◆ **Directive**: Lines before the one containing "of the gravel" are excluded; print that line and every line after it through the end of the material below, exactly.

--- Start Record extracts ---

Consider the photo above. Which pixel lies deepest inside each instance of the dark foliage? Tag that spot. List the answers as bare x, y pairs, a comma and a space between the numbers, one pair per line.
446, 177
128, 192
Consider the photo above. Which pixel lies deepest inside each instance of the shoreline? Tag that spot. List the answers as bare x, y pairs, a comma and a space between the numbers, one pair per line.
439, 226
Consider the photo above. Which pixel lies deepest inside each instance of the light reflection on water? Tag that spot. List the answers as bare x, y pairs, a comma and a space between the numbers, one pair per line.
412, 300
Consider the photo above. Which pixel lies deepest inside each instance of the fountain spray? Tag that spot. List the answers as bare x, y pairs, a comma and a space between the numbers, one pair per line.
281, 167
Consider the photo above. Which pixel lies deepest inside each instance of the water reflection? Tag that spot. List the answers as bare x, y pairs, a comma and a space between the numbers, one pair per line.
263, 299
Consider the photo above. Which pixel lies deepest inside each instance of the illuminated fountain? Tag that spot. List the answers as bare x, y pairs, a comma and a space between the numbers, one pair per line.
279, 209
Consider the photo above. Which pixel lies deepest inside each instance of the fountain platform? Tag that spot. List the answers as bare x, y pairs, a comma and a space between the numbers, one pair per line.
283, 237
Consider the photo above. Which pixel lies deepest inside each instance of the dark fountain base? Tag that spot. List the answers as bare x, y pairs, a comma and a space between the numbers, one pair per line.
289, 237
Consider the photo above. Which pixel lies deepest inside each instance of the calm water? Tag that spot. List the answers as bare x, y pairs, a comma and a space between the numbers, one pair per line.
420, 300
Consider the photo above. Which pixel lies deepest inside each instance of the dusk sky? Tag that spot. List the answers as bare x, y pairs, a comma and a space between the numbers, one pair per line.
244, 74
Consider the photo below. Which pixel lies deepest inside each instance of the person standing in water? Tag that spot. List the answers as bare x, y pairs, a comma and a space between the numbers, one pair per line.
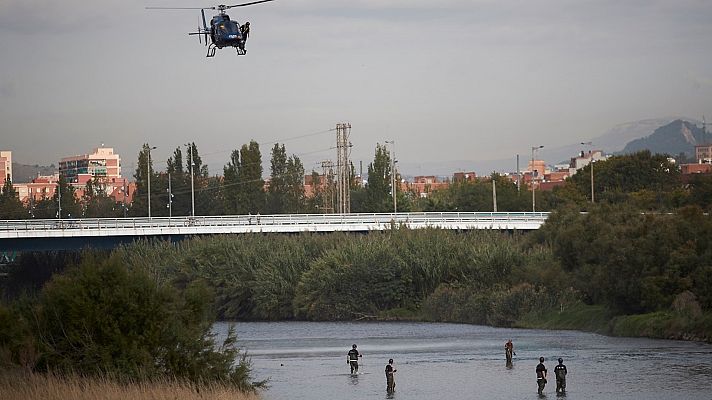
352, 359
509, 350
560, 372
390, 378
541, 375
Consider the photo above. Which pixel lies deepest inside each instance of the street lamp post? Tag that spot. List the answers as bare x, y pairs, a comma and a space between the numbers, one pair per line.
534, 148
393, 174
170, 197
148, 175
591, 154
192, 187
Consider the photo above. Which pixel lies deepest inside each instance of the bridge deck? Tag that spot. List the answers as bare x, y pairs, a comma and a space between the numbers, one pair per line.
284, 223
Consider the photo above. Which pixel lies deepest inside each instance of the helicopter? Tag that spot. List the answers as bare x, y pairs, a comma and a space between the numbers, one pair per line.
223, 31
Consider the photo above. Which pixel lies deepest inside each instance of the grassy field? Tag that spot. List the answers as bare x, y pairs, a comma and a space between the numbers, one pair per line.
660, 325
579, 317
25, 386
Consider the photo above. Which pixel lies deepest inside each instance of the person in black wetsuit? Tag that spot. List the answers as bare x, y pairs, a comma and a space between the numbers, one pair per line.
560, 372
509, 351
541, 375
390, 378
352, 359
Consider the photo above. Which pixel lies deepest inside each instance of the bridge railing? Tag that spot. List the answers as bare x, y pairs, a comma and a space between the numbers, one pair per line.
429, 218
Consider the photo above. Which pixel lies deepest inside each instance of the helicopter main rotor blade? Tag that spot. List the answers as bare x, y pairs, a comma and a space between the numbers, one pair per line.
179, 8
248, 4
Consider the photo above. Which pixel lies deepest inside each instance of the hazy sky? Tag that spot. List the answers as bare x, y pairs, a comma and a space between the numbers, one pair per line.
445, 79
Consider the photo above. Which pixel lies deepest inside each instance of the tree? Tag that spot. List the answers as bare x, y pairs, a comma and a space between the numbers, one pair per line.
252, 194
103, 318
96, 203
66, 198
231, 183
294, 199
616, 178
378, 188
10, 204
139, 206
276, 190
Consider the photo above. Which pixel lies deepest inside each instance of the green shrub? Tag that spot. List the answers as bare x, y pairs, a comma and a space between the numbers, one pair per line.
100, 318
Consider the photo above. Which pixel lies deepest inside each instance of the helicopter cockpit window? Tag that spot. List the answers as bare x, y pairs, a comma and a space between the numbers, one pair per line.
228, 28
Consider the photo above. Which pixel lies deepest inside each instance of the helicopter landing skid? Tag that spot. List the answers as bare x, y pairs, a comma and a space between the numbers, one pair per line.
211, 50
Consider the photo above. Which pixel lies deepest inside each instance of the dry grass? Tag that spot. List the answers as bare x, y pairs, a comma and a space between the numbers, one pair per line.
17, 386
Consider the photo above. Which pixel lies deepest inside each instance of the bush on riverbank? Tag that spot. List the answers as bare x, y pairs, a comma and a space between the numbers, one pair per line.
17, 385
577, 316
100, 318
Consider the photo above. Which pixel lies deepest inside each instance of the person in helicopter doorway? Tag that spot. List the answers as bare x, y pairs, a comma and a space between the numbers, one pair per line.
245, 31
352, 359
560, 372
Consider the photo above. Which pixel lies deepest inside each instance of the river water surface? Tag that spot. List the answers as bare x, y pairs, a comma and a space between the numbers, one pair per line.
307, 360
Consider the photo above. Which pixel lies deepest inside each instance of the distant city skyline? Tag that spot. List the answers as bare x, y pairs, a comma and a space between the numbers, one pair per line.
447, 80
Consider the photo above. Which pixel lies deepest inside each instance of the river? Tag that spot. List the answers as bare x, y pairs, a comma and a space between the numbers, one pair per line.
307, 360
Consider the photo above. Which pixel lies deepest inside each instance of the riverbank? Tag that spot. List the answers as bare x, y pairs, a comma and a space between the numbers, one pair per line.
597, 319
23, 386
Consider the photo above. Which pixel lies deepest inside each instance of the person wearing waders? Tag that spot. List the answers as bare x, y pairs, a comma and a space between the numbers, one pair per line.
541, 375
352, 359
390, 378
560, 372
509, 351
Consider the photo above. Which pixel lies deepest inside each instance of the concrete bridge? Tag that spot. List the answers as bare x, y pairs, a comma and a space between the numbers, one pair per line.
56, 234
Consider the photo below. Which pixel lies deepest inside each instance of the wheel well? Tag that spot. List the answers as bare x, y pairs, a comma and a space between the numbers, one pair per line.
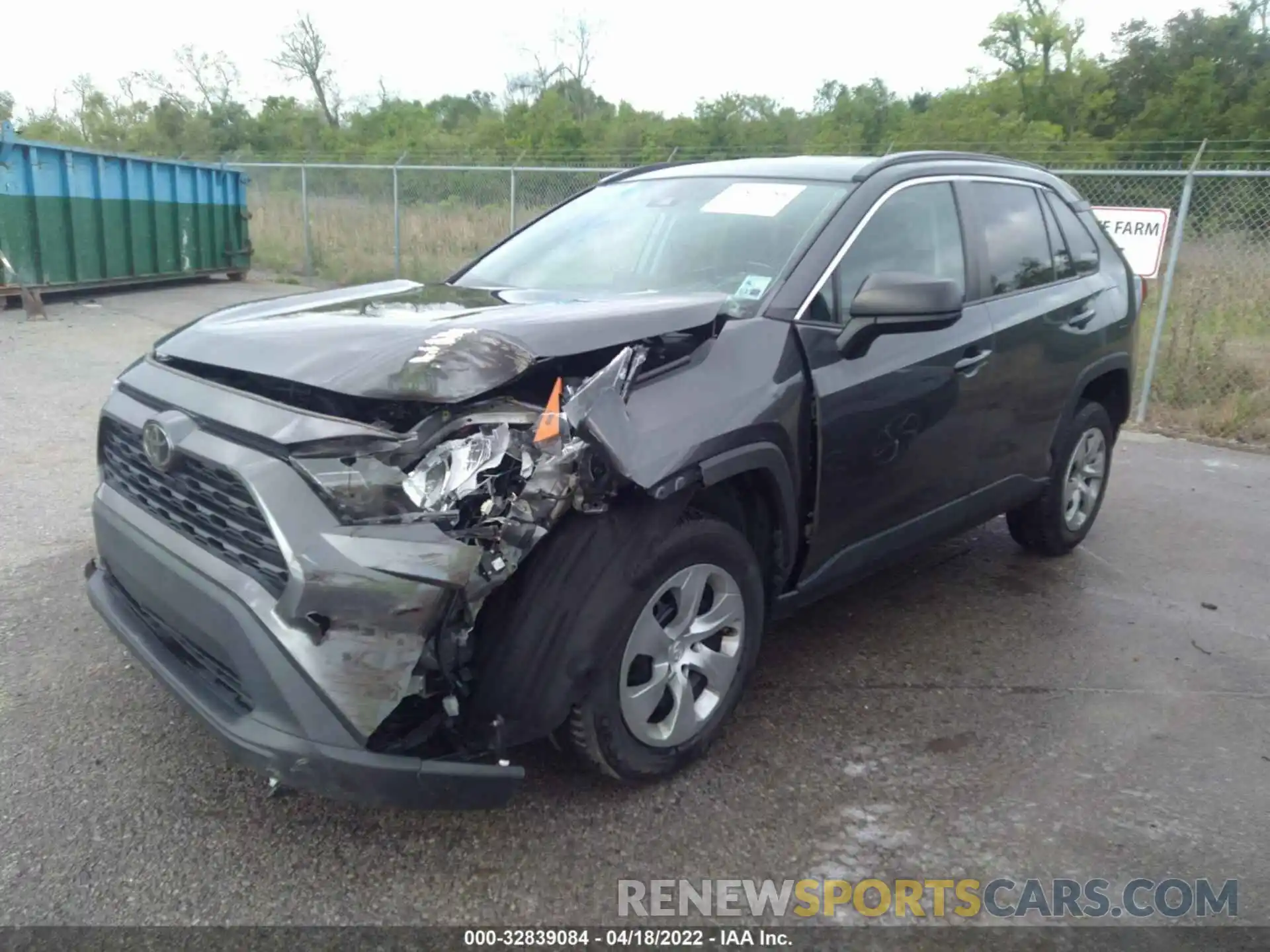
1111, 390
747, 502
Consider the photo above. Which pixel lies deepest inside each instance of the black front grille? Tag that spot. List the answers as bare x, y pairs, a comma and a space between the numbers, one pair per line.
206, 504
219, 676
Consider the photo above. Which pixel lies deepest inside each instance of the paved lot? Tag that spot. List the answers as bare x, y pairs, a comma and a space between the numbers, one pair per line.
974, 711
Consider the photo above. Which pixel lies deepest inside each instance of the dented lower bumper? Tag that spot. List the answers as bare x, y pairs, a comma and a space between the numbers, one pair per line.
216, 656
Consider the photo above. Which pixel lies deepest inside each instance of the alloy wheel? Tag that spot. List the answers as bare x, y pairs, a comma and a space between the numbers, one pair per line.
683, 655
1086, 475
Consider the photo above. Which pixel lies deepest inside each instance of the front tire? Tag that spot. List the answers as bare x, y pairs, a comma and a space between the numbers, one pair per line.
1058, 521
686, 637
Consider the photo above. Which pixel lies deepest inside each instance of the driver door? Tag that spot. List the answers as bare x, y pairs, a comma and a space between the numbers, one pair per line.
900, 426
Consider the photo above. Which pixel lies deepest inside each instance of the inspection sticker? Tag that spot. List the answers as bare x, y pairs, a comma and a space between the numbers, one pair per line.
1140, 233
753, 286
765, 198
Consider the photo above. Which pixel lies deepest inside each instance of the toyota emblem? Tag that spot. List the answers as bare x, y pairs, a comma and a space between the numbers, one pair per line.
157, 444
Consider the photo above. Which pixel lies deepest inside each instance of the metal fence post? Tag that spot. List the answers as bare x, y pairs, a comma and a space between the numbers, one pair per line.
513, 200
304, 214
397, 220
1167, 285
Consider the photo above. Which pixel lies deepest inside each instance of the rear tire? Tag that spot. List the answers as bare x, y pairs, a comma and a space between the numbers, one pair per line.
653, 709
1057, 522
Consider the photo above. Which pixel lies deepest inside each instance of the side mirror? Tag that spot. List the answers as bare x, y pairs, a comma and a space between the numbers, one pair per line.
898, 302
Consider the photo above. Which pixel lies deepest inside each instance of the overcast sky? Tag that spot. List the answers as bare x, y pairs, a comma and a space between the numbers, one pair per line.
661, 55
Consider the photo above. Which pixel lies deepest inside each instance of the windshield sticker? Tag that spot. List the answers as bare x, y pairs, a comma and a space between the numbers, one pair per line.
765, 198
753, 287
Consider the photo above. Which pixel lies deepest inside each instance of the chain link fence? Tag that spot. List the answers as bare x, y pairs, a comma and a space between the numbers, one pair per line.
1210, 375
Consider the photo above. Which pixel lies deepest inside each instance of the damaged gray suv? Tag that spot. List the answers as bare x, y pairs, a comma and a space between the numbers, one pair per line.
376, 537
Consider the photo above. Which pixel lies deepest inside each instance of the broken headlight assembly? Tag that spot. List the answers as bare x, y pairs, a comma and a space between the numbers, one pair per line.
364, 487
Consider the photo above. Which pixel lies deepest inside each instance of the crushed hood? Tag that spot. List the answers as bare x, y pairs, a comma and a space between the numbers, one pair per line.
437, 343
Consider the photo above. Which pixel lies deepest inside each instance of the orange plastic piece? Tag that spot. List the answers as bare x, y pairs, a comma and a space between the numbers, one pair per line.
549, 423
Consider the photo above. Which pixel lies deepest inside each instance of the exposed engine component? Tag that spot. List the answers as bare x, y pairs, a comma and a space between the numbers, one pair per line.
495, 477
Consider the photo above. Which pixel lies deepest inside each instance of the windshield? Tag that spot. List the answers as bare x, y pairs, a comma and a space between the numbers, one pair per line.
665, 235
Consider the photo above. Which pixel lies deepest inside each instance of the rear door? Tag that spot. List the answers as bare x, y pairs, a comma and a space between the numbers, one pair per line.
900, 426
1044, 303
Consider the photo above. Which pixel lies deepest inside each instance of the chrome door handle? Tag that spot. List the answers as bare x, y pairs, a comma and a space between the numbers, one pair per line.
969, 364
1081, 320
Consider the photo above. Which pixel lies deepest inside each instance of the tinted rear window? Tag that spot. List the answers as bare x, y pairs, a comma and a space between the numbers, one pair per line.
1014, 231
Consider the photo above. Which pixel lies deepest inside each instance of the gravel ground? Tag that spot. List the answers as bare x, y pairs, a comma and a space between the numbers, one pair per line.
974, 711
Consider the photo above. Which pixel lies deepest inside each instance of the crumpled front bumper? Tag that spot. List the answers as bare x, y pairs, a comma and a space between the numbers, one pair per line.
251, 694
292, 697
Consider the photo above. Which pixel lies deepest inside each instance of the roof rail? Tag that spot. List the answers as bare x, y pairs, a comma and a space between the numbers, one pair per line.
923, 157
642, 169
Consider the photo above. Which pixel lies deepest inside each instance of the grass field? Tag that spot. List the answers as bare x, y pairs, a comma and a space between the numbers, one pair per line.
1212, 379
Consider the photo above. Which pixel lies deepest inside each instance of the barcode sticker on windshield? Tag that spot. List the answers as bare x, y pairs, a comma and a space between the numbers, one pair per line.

--- End Record extracts ---

◆ **Exercise answer**:
Consider the photo above. Which pixel lies deepest inside each instance of the gravel ground? Tag that spot. List the answers as bare x, y pairs, a comma and a space between the numbers, one pair per line.
974, 711
Consider the photo above. Which pixel lies deepest inside each instance of the crumpled front bumper? Tag that spot. List the answers as bare x, y pairs, a comma and a space between the numbers, one pair per line.
251, 694
292, 697
Consider the photo above. Which pixel lies deepest inside each instance of the roof rail? Tag that spot. List the answers as bare x, y pairs, a comma and a space between the numbers, one pair per line.
923, 157
642, 169
Consider the photo above. Which pixel lies deepest inside each instance of the grass field? Tag that spot. List the answers as bare x, y pairs, a comma and a space between the numbers, one pair per line.
1212, 379
Consider the photo above. Which pixel lies deepest inside each instance of the barcode sticker on windshield? Tag that spot. List the answers as bare x, y pairs, a comma and a space between the numbers, one pair per line.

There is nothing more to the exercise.